Get a bank loan with your business account. Sell off non-core or personal assets. Do some contract work. Mow your neighbours' lawns or shovel their snow. Whatever you do, just face the reality that some of the money has to come from you.
 
The fact that you are making this post is pretty good evidence why this project should not be crowdfunded: It is run by someone with absolutely no sense of finances.
 
GameGeisha

 

    I can see where you are coming from, I needed to read that and it helps to breakdown where I went wrong. I get that you are naturally very outspoken. That said, I want you to understand that insulting people is rude; was it necessary to say that I have "absolutely no sense of finances"? For this reason, I didn't up-vote your post.

    

    You are right, a composer is important to get soon rather than after the crowdfunding. I guess I do need to gather and set aside money for this game. And lastly, I'll take crowdfunding very seriously when the time comes.

Your goal | Please translate this sentence from the crowdfunding forum exchange into Spanish: "I guess I do need to gather and set aside money for this game."

Provided data |
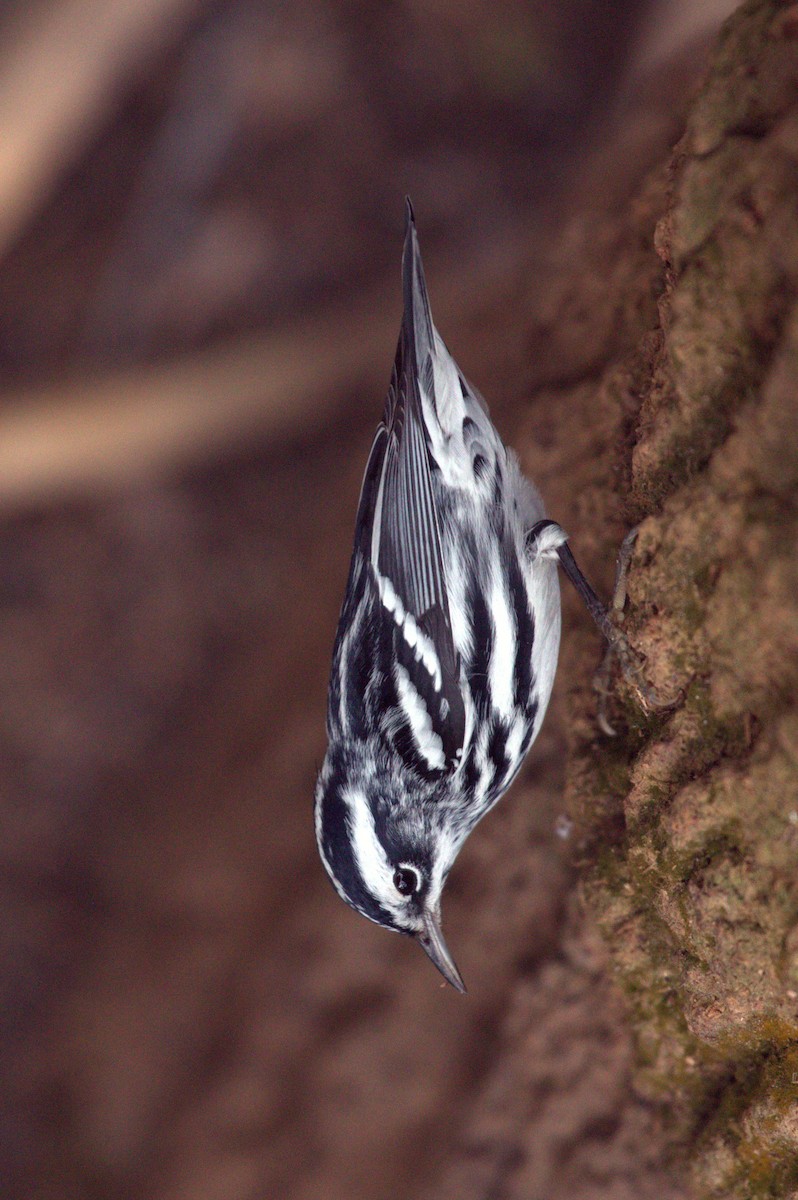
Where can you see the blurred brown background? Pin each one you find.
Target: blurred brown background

==

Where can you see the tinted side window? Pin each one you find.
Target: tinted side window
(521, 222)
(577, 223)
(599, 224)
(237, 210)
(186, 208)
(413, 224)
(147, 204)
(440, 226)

Solution to this task | Supongo que sí necesito reunir y apartar dinero para este juego.